(Records of labeled points)
+-------+

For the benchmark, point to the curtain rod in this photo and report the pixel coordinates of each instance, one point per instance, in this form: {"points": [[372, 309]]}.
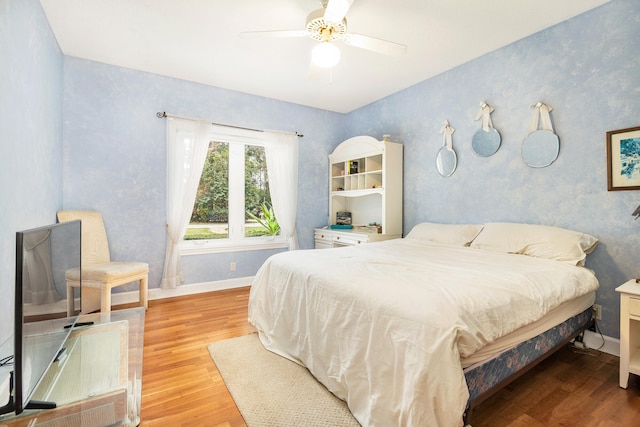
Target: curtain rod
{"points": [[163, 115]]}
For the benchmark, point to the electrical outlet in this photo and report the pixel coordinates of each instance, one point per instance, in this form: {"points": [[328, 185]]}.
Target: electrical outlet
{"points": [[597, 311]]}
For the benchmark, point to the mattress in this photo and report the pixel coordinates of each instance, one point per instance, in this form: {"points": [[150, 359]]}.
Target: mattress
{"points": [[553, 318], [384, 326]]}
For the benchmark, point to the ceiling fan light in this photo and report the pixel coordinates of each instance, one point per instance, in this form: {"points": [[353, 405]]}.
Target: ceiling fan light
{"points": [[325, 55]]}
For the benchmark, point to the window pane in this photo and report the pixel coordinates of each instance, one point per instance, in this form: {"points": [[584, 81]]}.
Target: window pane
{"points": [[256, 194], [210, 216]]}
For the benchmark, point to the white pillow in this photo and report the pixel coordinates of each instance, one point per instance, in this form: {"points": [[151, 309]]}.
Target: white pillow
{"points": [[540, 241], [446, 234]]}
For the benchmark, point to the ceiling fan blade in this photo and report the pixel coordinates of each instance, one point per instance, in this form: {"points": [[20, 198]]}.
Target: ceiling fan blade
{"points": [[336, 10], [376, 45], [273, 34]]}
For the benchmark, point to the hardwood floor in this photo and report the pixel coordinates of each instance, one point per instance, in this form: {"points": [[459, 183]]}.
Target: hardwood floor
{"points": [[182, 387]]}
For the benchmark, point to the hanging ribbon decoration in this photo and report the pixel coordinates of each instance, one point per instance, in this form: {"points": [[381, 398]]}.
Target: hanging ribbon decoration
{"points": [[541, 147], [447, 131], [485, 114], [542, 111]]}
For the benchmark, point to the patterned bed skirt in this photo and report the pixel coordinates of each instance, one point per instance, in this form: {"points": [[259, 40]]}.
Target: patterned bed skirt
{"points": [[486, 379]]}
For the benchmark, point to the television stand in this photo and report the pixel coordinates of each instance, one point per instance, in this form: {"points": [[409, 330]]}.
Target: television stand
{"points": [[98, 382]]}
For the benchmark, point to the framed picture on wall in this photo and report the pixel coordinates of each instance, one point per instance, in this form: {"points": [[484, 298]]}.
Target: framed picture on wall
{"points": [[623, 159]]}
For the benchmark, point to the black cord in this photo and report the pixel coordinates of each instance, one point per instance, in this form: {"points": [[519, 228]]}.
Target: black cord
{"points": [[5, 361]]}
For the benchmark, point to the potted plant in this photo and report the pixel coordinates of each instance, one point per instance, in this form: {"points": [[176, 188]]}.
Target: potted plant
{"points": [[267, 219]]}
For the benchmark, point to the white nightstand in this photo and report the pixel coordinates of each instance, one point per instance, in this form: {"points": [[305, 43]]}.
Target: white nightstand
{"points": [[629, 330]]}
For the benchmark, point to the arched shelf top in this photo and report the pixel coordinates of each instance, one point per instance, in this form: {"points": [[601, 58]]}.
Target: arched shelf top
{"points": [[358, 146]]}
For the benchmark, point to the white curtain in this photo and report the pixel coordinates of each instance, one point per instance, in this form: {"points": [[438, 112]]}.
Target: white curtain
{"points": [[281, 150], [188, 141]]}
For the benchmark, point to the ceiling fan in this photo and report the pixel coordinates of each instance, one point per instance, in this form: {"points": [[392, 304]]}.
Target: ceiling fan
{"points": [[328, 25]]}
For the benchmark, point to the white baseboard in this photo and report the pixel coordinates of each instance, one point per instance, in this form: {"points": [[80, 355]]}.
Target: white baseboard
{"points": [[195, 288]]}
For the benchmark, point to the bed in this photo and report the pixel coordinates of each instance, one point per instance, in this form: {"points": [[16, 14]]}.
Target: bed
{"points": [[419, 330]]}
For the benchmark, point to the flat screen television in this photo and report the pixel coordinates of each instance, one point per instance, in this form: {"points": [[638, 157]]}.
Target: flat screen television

+-------+

Exercise details = Swap "pixel coordinates" for "image coordinates" in the records from the line containing "For the benchmark, point to the white baseboard" through the end of the records, inclusive, and leave everything else unchanged. Return only those lines.

Exercise result =
For the benchmark, point to the white baseboard in this photo and report the image coordinates of each instance, one point per instance, in this form: {"points": [[80, 355]]}.
Target: white baseboard
{"points": [[195, 288]]}
For the benchmark, point to the bed in this photo and report the image coordinates of each instance, one point per instance, in this form: {"points": [[16, 14]]}.
Target: bed
{"points": [[419, 330]]}
For the benchmark, point to the flat screen television in this photo and report the image coordinates of each instance, one point per instance, in this form: {"points": [[638, 157]]}.
Target: flat screen television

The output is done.